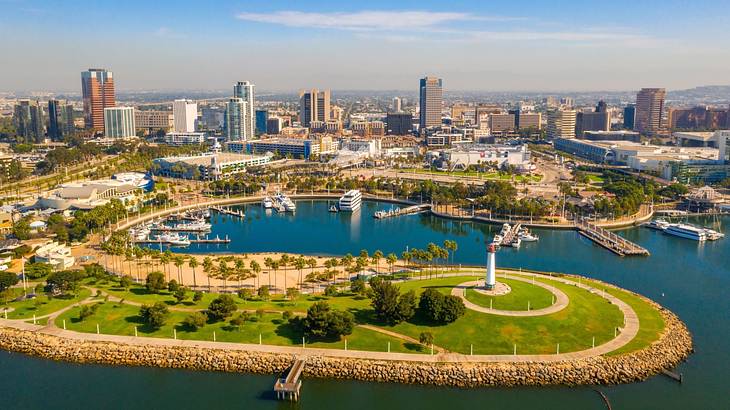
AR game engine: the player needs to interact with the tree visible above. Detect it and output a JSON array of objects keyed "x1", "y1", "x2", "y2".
[
  {"x1": 0, "y1": 271, "x2": 19, "y2": 291},
  {"x1": 12, "y1": 218, "x2": 31, "y2": 240},
  {"x1": 257, "y1": 285, "x2": 270, "y2": 300},
  {"x1": 193, "y1": 291, "x2": 203, "y2": 302},
  {"x1": 350, "y1": 278, "x2": 366, "y2": 296},
  {"x1": 202, "y1": 256, "x2": 214, "y2": 291},
  {"x1": 397, "y1": 290, "x2": 418, "y2": 322},
  {"x1": 386, "y1": 253, "x2": 397, "y2": 274},
  {"x1": 237, "y1": 287, "x2": 253, "y2": 300},
  {"x1": 439, "y1": 295, "x2": 466, "y2": 323},
  {"x1": 145, "y1": 271, "x2": 166, "y2": 293},
  {"x1": 324, "y1": 284, "x2": 338, "y2": 297},
  {"x1": 167, "y1": 279, "x2": 180, "y2": 292},
  {"x1": 119, "y1": 275, "x2": 133, "y2": 289},
  {"x1": 368, "y1": 277, "x2": 414, "y2": 324},
  {"x1": 139, "y1": 302, "x2": 169, "y2": 329},
  {"x1": 188, "y1": 257, "x2": 199, "y2": 288},
  {"x1": 286, "y1": 287, "x2": 300, "y2": 300},
  {"x1": 372, "y1": 250, "x2": 383, "y2": 274},
  {"x1": 182, "y1": 312, "x2": 207, "y2": 330},
  {"x1": 46, "y1": 270, "x2": 82, "y2": 294},
  {"x1": 419, "y1": 289, "x2": 465, "y2": 323},
  {"x1": 207, "y1": 294, "x2": 237, "y2": 321},
  {"x1": 301, "y1": 301, "x2": 354, "y2": 340},
  {"x1": 25, "y1": 262, "x2": 52, "y2": 279},
  {"x1": 79, "y1": 303, "x2": 101, "y2": 321},
  {"x1": 173, "y1": 287, "x2": 188, "y2": 304},
  {"x1": 419, "y1": 331, "x2": 434, "y2": 347}
]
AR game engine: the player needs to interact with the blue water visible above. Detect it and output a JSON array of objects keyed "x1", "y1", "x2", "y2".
[{"x1": 3, "y1": 200, "x2": 729, "y2": 409}]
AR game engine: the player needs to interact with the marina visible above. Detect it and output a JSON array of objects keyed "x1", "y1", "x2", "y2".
[
  {"x1": 210, "y1": 206, "x2": 245, "y2": 218},
  {"x1": 575, "y1": 219, "x2": 650, "y2": 256}
]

--------------------------------

Problem to solve ▸ Please transcribe all of the entries exactly and omit any picture they hold.

Answer section ▸
AR game engine: the player needs to interact with the tree visible above. Detect it and output a JSON array of objects keyed "x1", "y1", "x2", "y2".
[
  {"x1": 0, "y1": 271, "x2": 19, "y2": 291},
  {"x1": 12, "y1": 218, "x2": 31, "y2": 240},
  {"x1": 257, "y1": 285, "x2": 270, "y2": 300},
  {"x1": 193, "y1": 291, "x2": 203, "y2": 302},
  {"x1": 350, "y1": 278, "x2": 366, "y2": 296},
  {"x1": 202, "y1": 256, "x2": 214, "y2": 291},
  {"x1": 397, "y1": 290, "x2": 418, "y2": 322},
  {"x1": 386, "y1": 253, "x2": 397, "y2": 274},
  {"x1": 237, "y1": 287, "x2": 253, "y2": 300},
  {"x1": 439, "y1": 295, "x2": 466, "y2": 323},
  {"x1": 145, "y1": 271, "x2": 166, "y2": 293},
  {"x1": 324, "y1": 284, "x2": 338, "y2": 297},
  {"x1": 167, "y1": 279, "x2": 180, "y2": 292},
  {"x1": 119, "y1": 275, "x2": 133, "y2": 289},
  {"x1": 368, "y1": 277, "x2": 414, "y2": 324},
  {"x1": 139, "y1": 302, "x2": 169, "y2": 329},
  {"x1": 188, "y1": 257, "x2": 199, "y2": 288},
  {"x1": 286, "y1": 287, "x2": 300, "y2": 300},
  {"x1": 372, "y1": 250, "x2": 383, "y2": 274},
  {"x1": 182, "y1": 312, "x2": 207, "y2": 330},
  {"x1": 46, "y1": 270, "x2": 82, "y2": 294},
  {"x1": 419, "y1": 289, "x2": 465, "y2": 323},
  {"x1": 207, "y1": 294, "x2": 237, "y2": 321},
  {"x1": 301, "y1": 301, "x2": 354, "y2": 340},
  {"x1": 25, "y1": 262, "x2": 52, "y2": 279},
  {"x1": 79, "y1": 303, "x2": 101, "y2": 321},
  {"x1": 173, "y1": 287, "x2": 188, "y2": 304},
  {"x1": 419, "y1": 331, "x2": 434, "y2": 347}
]
AR game engine: the player needs to interact with the blue water visible above. Detect it and output a JSON array of objects keyed "x1", "y1", "x2", "y2".
[{"x1": 3, "y1": 200, "x2": 729, "y2": 409}]
AR game engine: the player needs to interact with the marina visible above. Detect it and output a JSON array of objects keyed "x1", "y1", "x2", "y2".
[
  {"x1": 210, "y1": 206, "x2": 245, "y2": 218},
  {"x1": 575, "y1": 219, "x2": 650, "y2": 256}
]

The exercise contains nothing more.